─── Provided text

No major problems as GMs run mock draft
UNDATED (AP)— There were no major snafus as the NFL held a practice draft Monday to test technology and communications for the real thing beginning Thursday night.
Several people involved in the test said there were some technical glitches, including when the Bengals were making the first selection and at various other spots. A few of them spoke anonymously because they were not authorized to comment publicly.
Commissioner Roger Goodell earlier this month warned team executives not to be critical of the process, nor of the league's decision to go ahead with the draft as scheduled April 23-25. Broncos general manager John Elway and 49ers GM John Lynch said they were satisfied with the proceedings.
Packers general manager Brian Gutekunst remains confident the unusual nature of this year’s event will still allow for plenty of trade talk.
Jags cut Lee, eye deal for Fournette
JACKSONVILLE, Fla. (AP) — The Jacksonville Jaguars have waived oft-injured receiver Marqise Lee to create nearly $5 million in salary cap space, parting with a player who had just three receptions the last two years combined. The Jaguars were waiting for Lee to get fully healthy before letting him go, giving him the best chance to pass a physical with another team. He missed the entire 2018 season following a major knee injury and injured his shoulder last October, causing him to miss the final eight games.
And the Jaguars are ready to cut ties with running back Leonard Fournette just three years after making him the fourth overall pick in the NFL draft. A person familiar with the situation said Fournette could get moved before or during the draft, which begins Thursday.
Jarry gets 11-month doping ban
UNDATED (AP) — Top 100 tennis player Nicolas Jarry has been given an 11-month doping ban by the International Tennis Federation. The punishment stems from a failed drug test at the Davis Cup Finals in November.
Jarry is a 24-year-old from Chile who is currently ranked 89th in singles. He has been as high as No. 38.
He was provisionally suspended in January, but the ITF is back-dating his ban to December. Jarry can return to action in November.

──────
─── Given material

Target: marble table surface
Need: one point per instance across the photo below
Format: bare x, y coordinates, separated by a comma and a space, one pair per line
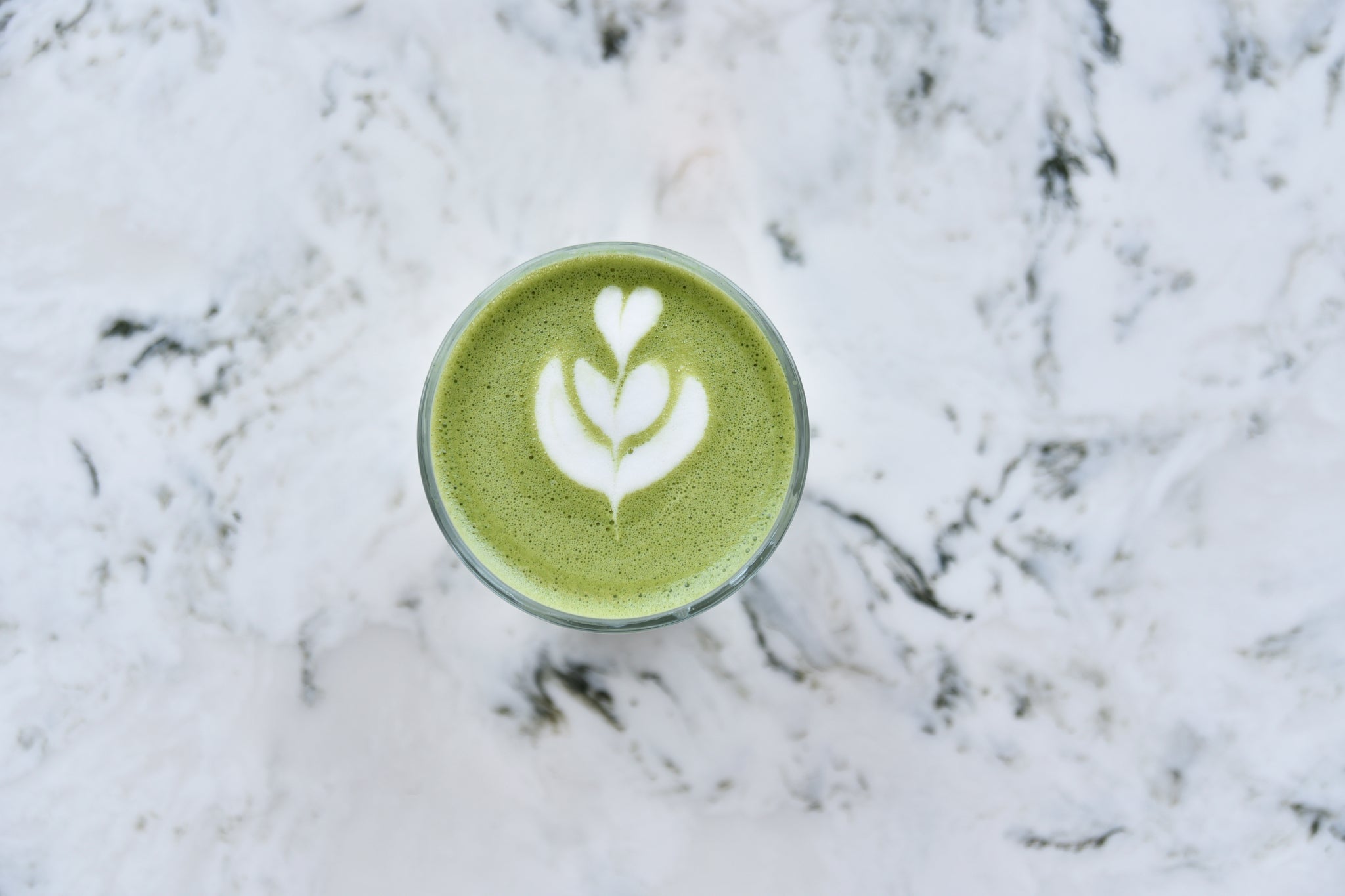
1063, 610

──────

Activity list
1. Answer these questions using the sports news briefs.
(a) Which team was making the first selection when one of the technical glitches in the practice draft occurred?
(b) About how much salary cap space did the Jaguars create by waiving Marqise Lee?
(c) In what month can Nicolas Jarry return to action?
2. Extend the sports news briefs with a further passage that picks up after their final sentence.

Answer section
1.
(a) The Bengals
(b) Nearly $5 million
(c) November

2.
KOBE BRYANT CRASH-LAWSUIT
Family members of four victims sue over Kobe Bryant crash
LOS ANGELES (AP) — Family members of four of the people killed in a helicopter crash with Kobe Bryant and his daughter are suing the companies that owned and operated the aircraft.
The wrongful death lawsuits were filed electronically Sunday in Los Angeles Superior Court on behalf of three members of one family and a woman who helped coach Bryant's daughter in basketball.
The group was heading to a basketball tournament Jan. 26 when the chopper crashed in thick fog northwest of Los Angeles.
The suits allege that Island Express Helicopters Inc. was careless and negligent in the crash that killed nine.
Neil Black, British track and field official, dies at 60
LONDON (AP) — A British track and field official who worked closely with Mo Farah and many of the country’s best athletes has died. Neil Black was 60.
British Athletics says Black died suddenly over the weekend.
He was performance director of British Athletics from 2012 until last year. He stepped down after coming under pressure because of the organization’s handling of a controversy involving Alberto Salazar after the coach was banned for four years for doping violations.
Black has worked with Britain’s top athletes since the 1990s. He was the chief physiotherapist and head of sports science at British Athletics before becoming performance director.